We’re far enough into the 2024 regular season that a lot of the extreme flukes and outliers have tumbled back to Earth. Mookie Betts leads the league in position player WAR; Shohei Ohtani leads in wRC+; Patrick Corbin doesn’t quite lead the league in earned runs allowed, but he’s close, and everyone ahead of him on the leaderboard has made more starts.

Nevertheless, we do have a few surprises hanging around at or near the top of various leaderboards. I’d like to take a moment to highlight a few before they disappear. These (mostly) aren’t surprising rookies; rather, they’re players you’ve probably heard of, but might have forgotten about in the past few years while they sorted some stuff out.

Ben Lively, Cleveland Guardians: 21 2/3 IP, 2.08 ERA, 2.96 FIP, 24 SO, 6 BB

The idea for this article bubbled up a couple days ago when I was paging through the Guardians’ depth chart and saw that their best starting pitcher so far this season was someone named Ben Lively 라이블리. “Oh, that’s odd,” I thought to myself. “Surely this isn’t the same guy the Phillies acquired from the Reds the second time they traded away Marlon Byrd almost 10 years ago.” Ben Lively isn’t a very common name.

But no, it’s the same guy, now 32 years old. You know a player’s had a wild ride when our player linker slaps some Korean characters next to the name of a current American-born major leaguer. Lively spent two seasons in the KBO before returning to the team that drafted him; he made it back to the majors last year, where in 88 2/3 innings a decent strikeout-to-walk ratio got swamped by an enormous home run rate. Opponents dingered off Lively on 18.7% of fly balls in 2023, or 2.03 times every nine innings. That’s almost as much as Lance Lynn.

§ Provided data
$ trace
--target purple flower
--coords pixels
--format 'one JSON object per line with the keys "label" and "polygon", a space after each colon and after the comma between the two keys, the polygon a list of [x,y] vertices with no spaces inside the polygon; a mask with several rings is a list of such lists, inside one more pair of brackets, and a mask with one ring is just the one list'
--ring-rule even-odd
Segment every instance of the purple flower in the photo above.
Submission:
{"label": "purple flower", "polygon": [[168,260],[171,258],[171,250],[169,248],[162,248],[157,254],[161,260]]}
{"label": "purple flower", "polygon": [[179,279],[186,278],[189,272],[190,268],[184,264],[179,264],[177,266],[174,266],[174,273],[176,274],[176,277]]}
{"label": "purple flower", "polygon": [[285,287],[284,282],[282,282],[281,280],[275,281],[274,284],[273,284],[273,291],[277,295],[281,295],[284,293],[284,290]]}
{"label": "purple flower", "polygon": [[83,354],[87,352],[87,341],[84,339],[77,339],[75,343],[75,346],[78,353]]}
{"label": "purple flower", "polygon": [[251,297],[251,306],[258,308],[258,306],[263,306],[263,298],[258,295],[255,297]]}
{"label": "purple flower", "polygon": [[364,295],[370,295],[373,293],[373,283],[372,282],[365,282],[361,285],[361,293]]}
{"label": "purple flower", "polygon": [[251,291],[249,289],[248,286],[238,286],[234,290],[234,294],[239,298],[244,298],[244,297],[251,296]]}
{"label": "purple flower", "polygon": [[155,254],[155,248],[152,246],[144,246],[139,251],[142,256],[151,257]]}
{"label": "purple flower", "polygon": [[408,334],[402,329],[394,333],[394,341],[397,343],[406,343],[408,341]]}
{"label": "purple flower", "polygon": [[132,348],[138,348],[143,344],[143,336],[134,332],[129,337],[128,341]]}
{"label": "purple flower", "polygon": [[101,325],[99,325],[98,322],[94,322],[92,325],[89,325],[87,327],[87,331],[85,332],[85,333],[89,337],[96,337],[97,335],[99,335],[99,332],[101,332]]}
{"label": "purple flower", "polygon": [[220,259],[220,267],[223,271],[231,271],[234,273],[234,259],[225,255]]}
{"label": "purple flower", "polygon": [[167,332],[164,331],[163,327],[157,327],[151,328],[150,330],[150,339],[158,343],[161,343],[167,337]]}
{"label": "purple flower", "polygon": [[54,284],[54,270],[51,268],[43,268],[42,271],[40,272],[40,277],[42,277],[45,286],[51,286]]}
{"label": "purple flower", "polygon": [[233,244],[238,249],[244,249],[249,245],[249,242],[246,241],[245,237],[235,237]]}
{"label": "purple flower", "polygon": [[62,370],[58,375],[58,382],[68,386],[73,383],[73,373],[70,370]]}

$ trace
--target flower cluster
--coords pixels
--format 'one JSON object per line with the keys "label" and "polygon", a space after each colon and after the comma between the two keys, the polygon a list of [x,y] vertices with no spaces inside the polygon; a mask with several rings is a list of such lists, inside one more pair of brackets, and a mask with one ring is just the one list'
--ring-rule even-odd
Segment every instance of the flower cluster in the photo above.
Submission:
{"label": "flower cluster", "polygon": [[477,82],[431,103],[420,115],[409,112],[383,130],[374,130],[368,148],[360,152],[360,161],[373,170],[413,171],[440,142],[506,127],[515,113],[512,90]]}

§ Given task
Can you carry the article on early-season 2024 baseball surprises forward, picking up right after its final sentence? None of the rows is needed for this work.

§ Final result
For a pitcher who works in the air as much as Lively does (38.9% fly ball rate last year; 44.4 this year), moving out of Great American Ball Park can only be a good thing. And Lively has thrived since his arrival at the other end of Ohio. His repertoire is a six-pitch smorgasbord, as right-handers who throw 90 mph have to get by through whatever means necessary. But his four-seamer and sinker are playing off each other much better this year; the four-seamer’s added a couple inches of movement in both axes, and he’s shed nearly 140 points of opponent batting average on that pitch. Lively’s strikeout rate is up to 28.6% from 20.6%, and his HR/FB% is back down in the single digits.

It’s only been four starts, so I don’t expect him to continue to be such a perfect Shane Bieber replacement all year. But Lively wasn’t awful last year — homers notwithstanding — and if he can keep the ball in the yard, he ought to remain a useful starter.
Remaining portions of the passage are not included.